#### [GOAL]
Rewrite the stretch of the listing from the line containing "orange glowing light." through the line containing "x=248 y=131", replacing "single space" with "single tab" and leaving everything else unchanged. Return only those lines.

#### [Stored items from a collection]
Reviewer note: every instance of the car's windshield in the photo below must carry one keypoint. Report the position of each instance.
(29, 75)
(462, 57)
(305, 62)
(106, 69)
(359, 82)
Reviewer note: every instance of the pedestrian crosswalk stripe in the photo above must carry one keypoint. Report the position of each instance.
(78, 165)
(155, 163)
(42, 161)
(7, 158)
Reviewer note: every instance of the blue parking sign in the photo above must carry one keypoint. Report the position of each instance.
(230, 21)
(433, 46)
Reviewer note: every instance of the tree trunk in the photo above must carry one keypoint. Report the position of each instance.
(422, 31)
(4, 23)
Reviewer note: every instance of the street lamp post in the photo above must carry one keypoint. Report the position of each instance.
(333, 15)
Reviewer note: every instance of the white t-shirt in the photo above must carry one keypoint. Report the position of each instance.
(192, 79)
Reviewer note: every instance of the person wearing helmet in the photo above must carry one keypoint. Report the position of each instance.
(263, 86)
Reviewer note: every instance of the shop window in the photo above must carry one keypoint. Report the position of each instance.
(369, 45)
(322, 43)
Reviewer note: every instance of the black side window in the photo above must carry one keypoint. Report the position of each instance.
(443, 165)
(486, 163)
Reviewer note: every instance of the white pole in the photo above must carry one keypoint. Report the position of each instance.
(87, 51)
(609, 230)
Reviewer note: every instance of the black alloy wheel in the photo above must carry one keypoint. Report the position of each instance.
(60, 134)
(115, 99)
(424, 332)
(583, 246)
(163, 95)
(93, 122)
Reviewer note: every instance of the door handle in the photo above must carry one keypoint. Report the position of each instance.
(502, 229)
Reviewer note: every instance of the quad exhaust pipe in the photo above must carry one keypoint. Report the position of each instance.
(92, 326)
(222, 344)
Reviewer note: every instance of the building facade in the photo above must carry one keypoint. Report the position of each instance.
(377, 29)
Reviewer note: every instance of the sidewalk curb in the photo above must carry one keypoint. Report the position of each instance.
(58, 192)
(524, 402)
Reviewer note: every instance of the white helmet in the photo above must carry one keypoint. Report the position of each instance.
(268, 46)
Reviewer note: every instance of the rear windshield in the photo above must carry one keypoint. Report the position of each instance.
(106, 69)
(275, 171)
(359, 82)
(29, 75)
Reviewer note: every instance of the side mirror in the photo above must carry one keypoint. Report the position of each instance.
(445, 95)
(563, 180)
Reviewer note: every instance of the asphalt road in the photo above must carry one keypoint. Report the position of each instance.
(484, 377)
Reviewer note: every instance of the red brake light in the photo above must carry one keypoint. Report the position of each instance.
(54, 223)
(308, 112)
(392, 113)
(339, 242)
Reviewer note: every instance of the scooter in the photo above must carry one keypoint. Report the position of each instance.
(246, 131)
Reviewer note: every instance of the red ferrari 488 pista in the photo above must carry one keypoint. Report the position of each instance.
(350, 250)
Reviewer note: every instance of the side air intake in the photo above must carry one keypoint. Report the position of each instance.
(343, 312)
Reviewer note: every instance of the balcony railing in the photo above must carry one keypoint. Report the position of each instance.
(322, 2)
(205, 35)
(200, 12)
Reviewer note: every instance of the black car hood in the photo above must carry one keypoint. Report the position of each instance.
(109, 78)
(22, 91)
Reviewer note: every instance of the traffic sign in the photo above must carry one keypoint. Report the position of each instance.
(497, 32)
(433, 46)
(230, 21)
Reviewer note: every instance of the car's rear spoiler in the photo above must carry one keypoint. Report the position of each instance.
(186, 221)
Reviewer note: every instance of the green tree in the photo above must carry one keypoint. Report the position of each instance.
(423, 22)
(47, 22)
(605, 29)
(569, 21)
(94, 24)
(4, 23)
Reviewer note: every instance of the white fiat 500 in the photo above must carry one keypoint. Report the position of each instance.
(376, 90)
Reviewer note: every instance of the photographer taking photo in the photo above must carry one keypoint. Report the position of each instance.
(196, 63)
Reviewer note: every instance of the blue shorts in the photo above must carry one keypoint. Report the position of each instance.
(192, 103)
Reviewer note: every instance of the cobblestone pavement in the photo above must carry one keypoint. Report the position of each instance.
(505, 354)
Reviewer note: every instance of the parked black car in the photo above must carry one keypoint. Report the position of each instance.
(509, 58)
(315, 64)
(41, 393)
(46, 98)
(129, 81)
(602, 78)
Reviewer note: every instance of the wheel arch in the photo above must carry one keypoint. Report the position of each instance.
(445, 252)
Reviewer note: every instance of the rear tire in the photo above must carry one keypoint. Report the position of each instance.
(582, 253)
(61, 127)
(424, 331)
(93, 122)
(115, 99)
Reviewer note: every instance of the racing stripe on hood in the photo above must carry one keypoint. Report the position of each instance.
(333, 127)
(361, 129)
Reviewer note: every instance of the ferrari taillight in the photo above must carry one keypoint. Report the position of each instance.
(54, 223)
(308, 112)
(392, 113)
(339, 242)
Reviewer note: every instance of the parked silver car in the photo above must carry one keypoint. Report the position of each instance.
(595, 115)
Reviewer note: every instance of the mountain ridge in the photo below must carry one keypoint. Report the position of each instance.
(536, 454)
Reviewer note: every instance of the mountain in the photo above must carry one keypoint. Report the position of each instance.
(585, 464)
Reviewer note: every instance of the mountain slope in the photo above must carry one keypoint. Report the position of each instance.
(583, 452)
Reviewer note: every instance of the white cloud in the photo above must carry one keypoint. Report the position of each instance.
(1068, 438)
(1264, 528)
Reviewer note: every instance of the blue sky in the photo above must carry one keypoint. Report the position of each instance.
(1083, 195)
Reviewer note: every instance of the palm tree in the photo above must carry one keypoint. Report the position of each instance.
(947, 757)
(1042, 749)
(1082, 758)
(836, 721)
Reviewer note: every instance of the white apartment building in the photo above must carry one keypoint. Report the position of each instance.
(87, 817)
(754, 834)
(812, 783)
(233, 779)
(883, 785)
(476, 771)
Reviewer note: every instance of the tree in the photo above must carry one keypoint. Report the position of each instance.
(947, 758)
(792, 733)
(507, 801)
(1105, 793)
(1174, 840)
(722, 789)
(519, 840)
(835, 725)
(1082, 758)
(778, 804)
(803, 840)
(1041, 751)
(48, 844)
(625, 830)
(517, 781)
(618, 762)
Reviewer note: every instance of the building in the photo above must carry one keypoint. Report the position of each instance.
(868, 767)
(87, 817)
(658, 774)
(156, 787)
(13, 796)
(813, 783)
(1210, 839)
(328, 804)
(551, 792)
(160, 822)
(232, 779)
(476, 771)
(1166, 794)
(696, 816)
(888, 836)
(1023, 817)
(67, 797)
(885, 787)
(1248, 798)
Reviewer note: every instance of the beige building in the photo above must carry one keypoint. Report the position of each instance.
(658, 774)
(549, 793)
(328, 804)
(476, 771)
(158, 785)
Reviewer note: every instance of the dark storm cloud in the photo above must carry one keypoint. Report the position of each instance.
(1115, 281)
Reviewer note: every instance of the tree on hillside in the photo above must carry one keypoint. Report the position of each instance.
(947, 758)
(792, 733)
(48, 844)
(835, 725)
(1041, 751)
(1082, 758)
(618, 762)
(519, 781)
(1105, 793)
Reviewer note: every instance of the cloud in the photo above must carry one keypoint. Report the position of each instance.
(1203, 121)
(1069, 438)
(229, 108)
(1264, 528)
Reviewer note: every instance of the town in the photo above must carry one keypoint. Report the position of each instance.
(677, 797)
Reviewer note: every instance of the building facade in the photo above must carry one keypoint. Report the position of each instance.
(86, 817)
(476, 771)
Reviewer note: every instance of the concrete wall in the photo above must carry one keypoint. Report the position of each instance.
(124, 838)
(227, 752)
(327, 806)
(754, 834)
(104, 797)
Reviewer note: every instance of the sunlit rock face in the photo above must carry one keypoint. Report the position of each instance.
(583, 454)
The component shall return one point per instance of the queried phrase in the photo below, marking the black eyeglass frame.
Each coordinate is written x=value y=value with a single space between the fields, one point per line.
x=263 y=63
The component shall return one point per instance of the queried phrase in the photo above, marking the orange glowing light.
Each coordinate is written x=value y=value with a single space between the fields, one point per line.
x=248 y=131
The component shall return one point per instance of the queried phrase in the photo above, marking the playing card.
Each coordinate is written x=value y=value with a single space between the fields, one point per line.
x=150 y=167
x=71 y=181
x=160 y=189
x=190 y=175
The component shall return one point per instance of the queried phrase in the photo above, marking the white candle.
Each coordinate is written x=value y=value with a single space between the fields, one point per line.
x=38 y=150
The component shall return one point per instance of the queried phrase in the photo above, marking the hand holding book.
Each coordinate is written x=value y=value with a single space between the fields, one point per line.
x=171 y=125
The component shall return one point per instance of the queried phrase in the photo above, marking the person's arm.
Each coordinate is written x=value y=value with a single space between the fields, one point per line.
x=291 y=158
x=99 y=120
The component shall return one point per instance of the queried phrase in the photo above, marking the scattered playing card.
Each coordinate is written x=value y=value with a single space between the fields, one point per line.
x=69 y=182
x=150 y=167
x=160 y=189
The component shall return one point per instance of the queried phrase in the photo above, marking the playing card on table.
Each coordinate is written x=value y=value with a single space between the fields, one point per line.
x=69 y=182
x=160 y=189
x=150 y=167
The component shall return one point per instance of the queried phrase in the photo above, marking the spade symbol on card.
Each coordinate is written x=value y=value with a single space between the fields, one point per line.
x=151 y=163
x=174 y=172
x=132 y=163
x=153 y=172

#### [SOLUTION TO THE PROBLEM]
The component shall return one point per instance of the queried phrase in the photo above, marking the orange glowing light.
Each coordinate is written x=value y=value with a single tab between the fields, one point per line.
x=248 y=131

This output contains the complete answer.